## [BRIEF]
Exactly transcribe the span of lines from the one containing "Can you locate the tree" through the final line of the entries, inclusive, and nothing outside it. Exclude the pictures.

## [EXERCISE MATERIAL]

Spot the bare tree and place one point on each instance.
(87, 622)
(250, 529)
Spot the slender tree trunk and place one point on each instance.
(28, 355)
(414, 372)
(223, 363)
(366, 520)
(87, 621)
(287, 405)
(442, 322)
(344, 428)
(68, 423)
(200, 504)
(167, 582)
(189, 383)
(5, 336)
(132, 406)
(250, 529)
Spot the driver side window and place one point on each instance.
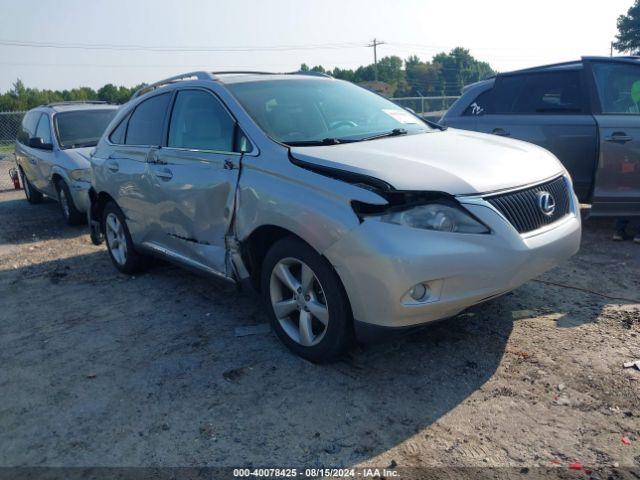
(200, 122)
(43, 130)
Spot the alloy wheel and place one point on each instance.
(116, 239)
(299, 302)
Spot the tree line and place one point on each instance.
(444, 74)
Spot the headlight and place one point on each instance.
(436, 216)
(81, 175)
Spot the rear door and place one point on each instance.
(194, 179)
(550, 109)
(45, 158)
(125, 170)
(25, 155)
(617, 180)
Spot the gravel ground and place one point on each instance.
(98, 368)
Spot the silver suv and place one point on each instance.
(349, 214)
(52, 153)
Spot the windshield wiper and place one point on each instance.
(393, 133)
(336, 141)
(92, 143)
(318, 143)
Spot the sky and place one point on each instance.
(60, 44)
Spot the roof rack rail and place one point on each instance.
(74, 102)
(238, 72)
(167, 81)
(311, 73)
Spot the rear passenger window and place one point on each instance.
(147, 121)
(540, 93)
(482, 105)
(43, 130)
(28, 129)
(118, 134)
(200, 122)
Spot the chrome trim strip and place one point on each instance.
(510, 189)
(185, 260)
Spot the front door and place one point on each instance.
(617, 185)
(550, 109)
(194, 177)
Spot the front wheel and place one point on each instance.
(119, 243)
(308, 307)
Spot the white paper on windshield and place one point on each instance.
(401, 116)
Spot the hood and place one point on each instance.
(457, 162)
(78, 157)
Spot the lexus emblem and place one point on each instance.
(546, 203)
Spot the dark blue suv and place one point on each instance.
(586, 112)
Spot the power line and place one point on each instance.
(375, 44)
(179, 49)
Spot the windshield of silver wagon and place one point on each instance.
(82, 128)
(307, 110)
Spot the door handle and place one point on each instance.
(113, 166)
(501, 132)
(164, 174)
(619, 137)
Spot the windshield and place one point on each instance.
(82, 128)
(331, 111)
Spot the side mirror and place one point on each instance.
(37, 142)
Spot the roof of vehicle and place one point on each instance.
(576, 64)
(71, 106)
(229, 77)
(563, 66)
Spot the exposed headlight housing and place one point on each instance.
(81, 175)
(441, 217)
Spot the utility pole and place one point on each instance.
(375, 44)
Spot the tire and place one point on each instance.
(119, 244)
(313, 321)
(33, 196)
(71, 215)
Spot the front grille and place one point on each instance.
(522, 208)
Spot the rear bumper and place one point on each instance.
(379, 263)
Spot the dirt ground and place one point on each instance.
(97, 368)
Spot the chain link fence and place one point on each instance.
(432, 108)
(9, 126)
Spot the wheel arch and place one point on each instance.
(98, 201)
(255, 246)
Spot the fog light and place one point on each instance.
(419, 292)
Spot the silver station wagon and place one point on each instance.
(52, 153)
(350, 215)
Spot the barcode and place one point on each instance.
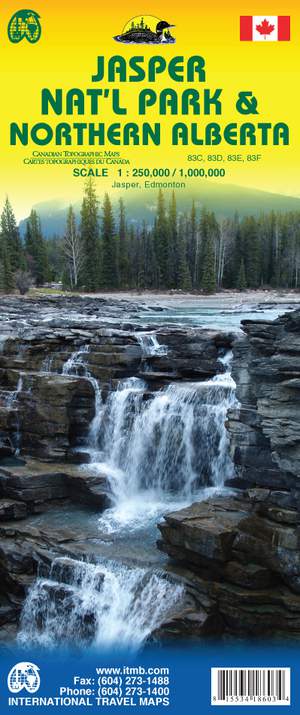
(250, 686)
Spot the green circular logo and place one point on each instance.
(24, 23)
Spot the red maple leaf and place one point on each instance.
(265, 27)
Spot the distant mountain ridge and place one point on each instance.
(141, 206)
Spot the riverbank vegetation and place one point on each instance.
(106, 250)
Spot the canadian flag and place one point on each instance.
(259, 28)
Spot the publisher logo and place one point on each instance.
(24, 676)
(24, 24)
(146, 30)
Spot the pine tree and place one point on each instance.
(252, 251)
(36, 249)
(109, 247)
(7, 277)
(208, 282)
(192, 246)
(10, 234)
(89, 234)
(123, 256)
(241, 283)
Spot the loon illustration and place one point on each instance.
(144, 35)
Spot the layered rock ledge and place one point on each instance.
(242, 549)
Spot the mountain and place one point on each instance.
(141, 206)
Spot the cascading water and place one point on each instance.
(150, 345)
(76, 365)
(106, 605)
(159, 451)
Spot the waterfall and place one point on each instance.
(75, 364)
(11, 398)
(174, 441)
(159, 451)
(107, 605)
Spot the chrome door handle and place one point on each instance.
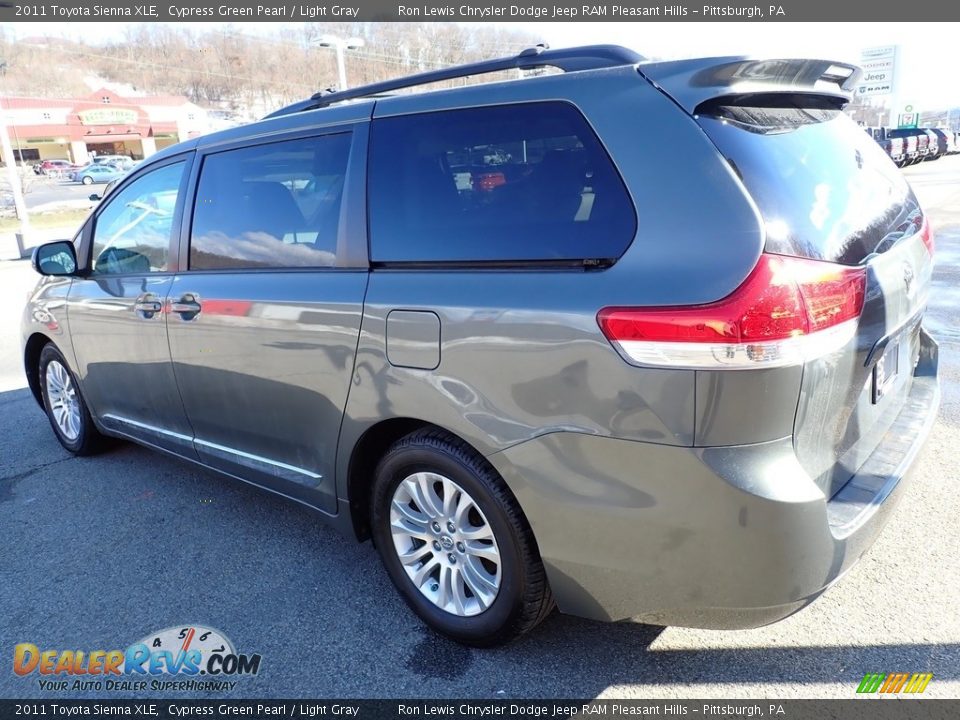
(146, 306)
(187, 307)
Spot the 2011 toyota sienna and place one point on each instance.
(639, 339)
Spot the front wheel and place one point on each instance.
(455, 543)
(65, 407)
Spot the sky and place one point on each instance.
(926, 54)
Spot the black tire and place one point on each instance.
(524, 598)
(89, 440)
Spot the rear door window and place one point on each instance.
(825, 189)
(270, 206)
(526, 182)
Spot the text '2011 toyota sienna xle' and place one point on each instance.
(638, 340)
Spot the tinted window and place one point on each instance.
(506, 183)
(132, 233)
(275, 205)
(825, 189)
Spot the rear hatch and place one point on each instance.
(827, 192)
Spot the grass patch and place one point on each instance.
(63, 218)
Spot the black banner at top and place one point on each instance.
(475, 11)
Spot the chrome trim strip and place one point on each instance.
(149, 428)
(255, 462)
(239, 456)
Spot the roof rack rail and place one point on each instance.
(589, 57)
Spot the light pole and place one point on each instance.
(340, 45)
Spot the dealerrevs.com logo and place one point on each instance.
(190, 657)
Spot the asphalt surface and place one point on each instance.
(48, 191)
(97, 553)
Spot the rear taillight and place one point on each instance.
(786, 311)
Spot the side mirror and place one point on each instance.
(57, 258)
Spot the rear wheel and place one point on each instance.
(455, 542)
(66, 410)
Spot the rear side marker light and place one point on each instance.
(926, 234)
(786, 312)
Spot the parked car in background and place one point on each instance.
(123, 162)
(586, 377)
(97, 173)
(97, 197)
(54, 167)
(937, 146)
(944, 140)
(918, 143)
(895, 147)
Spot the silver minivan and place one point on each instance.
(635, 340)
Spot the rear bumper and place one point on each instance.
(724, 537)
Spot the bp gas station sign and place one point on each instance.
(908, 118)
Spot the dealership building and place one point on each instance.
(102, 123)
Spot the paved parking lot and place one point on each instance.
(97, 553)
(41, 191)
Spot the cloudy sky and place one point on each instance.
(927, 50)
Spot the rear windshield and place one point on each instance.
(825, 188)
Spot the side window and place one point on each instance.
(527, 182)
(270, 206)
(132, 233)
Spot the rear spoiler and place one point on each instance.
(693, 82)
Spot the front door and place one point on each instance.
(116, 311)
(264, 322)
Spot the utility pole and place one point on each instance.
(340, 45)
(13, 177)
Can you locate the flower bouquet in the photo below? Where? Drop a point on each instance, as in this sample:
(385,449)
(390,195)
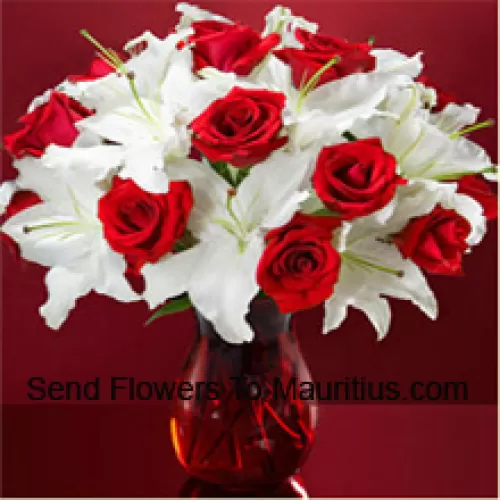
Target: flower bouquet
(221,168)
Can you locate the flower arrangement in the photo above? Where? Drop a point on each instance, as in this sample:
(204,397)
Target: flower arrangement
(220,163)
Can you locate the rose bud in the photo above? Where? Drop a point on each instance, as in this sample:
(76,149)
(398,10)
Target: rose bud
(21,200)
(354,179)
(320,49)
(242,128)
(229,47)
(299,266)
(50,123)
(436,242)
(144,226)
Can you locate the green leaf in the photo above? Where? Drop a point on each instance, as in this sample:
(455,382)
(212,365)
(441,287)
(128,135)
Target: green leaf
(242,174)
(349,136)
(173,306)
(325,212)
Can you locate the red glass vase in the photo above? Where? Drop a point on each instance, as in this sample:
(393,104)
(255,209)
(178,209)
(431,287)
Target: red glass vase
(246,427)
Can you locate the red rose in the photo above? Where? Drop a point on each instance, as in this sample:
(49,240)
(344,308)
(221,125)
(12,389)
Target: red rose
(98,69)
(355,178)
(144,226)
(50,123)
(299,266)
(229,47)
(21,200)
(443,97)
(242,128)
(436,241)
(476,187)
(318,50)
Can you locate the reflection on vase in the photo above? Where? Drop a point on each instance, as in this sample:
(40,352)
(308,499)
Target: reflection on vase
(293,487)
(245,435)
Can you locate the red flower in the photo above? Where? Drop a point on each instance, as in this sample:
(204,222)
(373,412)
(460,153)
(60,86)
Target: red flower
(436,241)
(355,178)
(50,123)
(98,69)
(443,96)
(476,187)
(299,266)
(144,226)
(318,50)
(21,200)
(242,128)
(229,47)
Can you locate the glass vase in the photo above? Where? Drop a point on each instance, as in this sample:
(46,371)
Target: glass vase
(246,427)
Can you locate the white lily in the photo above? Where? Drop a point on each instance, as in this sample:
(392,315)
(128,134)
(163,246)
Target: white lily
(219,273)
(372,267)
(282,21)
(426,145)
(191,13)
(64,234)
(320,115)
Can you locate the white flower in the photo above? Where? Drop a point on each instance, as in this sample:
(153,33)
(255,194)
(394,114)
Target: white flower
(192,13)
(426,145)
(219,273)
(64,234)
(281,20)
(321,115)
(372,266)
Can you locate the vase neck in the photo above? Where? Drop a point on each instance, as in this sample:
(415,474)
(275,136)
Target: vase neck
(264,317)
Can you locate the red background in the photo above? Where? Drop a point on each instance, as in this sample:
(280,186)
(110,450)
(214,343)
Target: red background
(362,450)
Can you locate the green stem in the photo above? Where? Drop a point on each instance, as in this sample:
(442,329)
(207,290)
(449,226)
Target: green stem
(473,128)
(313,81)
(458,175)
(370,265)
(113,59)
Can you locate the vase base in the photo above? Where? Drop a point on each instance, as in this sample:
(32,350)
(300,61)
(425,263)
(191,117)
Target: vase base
(293,487)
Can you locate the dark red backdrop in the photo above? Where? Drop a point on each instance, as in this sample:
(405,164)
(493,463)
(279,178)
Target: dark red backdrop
(370,450)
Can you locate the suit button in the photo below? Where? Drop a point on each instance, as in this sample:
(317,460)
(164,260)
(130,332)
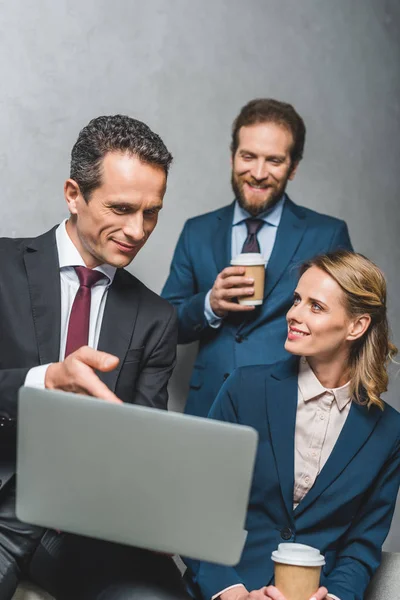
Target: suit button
(286,533)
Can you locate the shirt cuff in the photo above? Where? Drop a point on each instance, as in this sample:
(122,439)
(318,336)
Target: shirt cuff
(226,589)
(212,319)
(36,376)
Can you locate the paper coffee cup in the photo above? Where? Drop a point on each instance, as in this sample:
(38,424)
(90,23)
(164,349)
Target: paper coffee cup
(255,268)
(297,570)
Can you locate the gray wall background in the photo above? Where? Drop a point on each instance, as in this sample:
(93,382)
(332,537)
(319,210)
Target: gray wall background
(186,67)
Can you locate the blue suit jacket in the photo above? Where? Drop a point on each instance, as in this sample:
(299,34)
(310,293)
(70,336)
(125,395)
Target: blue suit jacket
(347,512)
(203,250)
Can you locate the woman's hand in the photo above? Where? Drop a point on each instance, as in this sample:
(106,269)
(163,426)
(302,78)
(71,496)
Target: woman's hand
(265,593)
(272,593)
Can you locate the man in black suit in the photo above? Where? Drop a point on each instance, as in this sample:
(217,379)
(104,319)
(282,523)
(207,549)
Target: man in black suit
(73,319)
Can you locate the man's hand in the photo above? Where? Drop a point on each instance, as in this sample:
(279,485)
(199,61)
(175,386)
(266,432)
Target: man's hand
(76,373)
(230,284)
(240,593)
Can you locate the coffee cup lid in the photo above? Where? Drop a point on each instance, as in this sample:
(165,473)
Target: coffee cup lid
(248,259)
(299,555)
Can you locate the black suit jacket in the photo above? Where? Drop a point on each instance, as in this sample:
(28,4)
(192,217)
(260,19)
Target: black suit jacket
(138,326)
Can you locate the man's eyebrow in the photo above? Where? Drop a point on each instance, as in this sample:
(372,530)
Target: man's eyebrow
(244,151)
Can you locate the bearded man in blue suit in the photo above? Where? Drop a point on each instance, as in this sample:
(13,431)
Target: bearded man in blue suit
(267,145)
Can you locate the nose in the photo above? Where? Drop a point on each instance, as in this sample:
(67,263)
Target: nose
(295,313)
(259,169)
(133,227)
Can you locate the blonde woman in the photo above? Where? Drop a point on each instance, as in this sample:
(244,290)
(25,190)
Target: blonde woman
(328,463)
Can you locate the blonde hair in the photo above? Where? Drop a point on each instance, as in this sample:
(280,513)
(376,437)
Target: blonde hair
(364,288)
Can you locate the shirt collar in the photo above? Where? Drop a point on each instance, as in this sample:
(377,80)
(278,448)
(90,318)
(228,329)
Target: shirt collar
(68,255)
(310,387)
(272,216)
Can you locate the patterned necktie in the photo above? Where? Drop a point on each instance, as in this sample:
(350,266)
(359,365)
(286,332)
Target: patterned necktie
(251,242)
(78,326)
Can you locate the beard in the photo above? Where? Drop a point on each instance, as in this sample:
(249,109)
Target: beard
(255,209)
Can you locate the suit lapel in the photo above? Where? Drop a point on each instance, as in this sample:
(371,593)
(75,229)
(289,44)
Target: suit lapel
(222,242)
(290,232)
(358,427)
(281,405)
(119,320)
(43,273)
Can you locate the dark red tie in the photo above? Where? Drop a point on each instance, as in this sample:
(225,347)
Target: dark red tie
(78,326)
(251,242)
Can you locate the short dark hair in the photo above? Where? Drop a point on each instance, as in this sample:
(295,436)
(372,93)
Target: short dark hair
(267,110)
(117,133)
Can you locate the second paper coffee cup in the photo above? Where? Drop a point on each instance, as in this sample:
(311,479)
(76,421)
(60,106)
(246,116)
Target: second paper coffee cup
(255,268)
(297,570)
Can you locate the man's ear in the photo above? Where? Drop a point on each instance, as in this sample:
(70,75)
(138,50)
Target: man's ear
(72,194)
(293,170)
(358,327)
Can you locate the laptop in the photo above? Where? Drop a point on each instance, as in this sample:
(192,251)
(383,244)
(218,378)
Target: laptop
(135,475)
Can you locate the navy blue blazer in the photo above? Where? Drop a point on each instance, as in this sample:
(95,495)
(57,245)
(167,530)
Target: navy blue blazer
(348,511)
(203,251)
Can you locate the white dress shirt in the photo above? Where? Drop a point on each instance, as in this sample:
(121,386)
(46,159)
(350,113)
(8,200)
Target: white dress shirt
(266,239)
(69,257)
(321,414)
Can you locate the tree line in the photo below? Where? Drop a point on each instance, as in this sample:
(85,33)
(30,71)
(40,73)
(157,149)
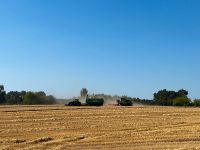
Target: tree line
(163,98)
(24,97)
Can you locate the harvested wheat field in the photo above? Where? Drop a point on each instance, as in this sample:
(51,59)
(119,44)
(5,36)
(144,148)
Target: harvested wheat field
(108,127)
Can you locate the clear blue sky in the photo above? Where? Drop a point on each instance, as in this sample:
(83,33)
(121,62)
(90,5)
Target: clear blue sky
(124,47)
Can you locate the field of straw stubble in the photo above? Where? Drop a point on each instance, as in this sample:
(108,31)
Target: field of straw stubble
(108,127)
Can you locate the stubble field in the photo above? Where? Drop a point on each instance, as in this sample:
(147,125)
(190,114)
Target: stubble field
(108,127)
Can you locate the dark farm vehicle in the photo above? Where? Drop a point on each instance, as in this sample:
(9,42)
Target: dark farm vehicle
(94,101)
(75,102)
(124,102)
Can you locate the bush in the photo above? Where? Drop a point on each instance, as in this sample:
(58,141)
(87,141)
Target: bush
(181,101)
(196,102)
(94,102)
(125,102)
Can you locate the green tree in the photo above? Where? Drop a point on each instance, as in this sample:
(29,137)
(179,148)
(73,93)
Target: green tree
(165,98)
(196,102)
(14,97)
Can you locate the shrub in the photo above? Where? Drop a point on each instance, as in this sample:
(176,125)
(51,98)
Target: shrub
(181,101)
(94,101)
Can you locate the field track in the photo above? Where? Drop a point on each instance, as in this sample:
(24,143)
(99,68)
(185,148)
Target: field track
(108,127)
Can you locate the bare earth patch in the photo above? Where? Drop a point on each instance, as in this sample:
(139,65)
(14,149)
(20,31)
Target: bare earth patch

## [THE COMPLETED TASK]
Can you locate the tree line in the photo below? Where? Drop a point on each instance, as in this sample:
(85,33)
(30,71)
(40,73)
(157,149)
Target: tree line
(163,98)
(24,97)
Can you locate the harvested wheat field in the photo above? Where? Drop a point on each instance, as in this sample:
(51,59)
(119,44)
(5,36)
(144,148)
Target: harvested wheat field
(108,127)
Can you locate the clear blue sky in the photo above? Where? Drop a point on each instance, as in this sample:
(83,33)
(121,62)
(90,5)
Target: clear blue sky
(124,47)
Can you locate the field of straw stubble in the photo above? Where? Drop a point on each instance, as in this sample:
(108,31)
Target: field of straw stubble
(108,127)
Can you locate the stubble field in the photo above? Where? Drop a point on each instance, as in this sample:
(147,125)
(190,114)
Target: stubble field
(108,127)
Can you locate the dark farm vehicle in the photo above? Where? Drop a point on each instance, as in this sample:
(9,42)
Target: dark farm vehicle
(94,101)
(75,102)
(124,102)
Can you locate the bush in the photo above? Where? Drop a point on each instance, as in this sample:
(58,141)
(87,141)
Target: bush
(181,101)
(196,102)
(94,102)
(125,102)
Can you locate the green tree in the photo above? Where? Drop a point on each instance, as in this sample:
(29,137)
(179,148)
(73,93)
Target: green tree
(165,98)
(196,102)
(14,97)
Can you locate the shrub in the photo above? Where? Drop a point on each instance, as in this sample:
(176,125)
(51,98)
Target: shrub
(181,101)
(94,101)
Can you locate the field track in the photo above? Where? Drop a point on each instance, as in this sample:
(24,143)
(99,68)
(185,148)
Target: field track
(108,127)
Can you locate the bare earth patch in the photo above? Where? Drop a point on each instance, as in this sample:
(139,65)
(14,149)
(20,31)
Target: bare earth patch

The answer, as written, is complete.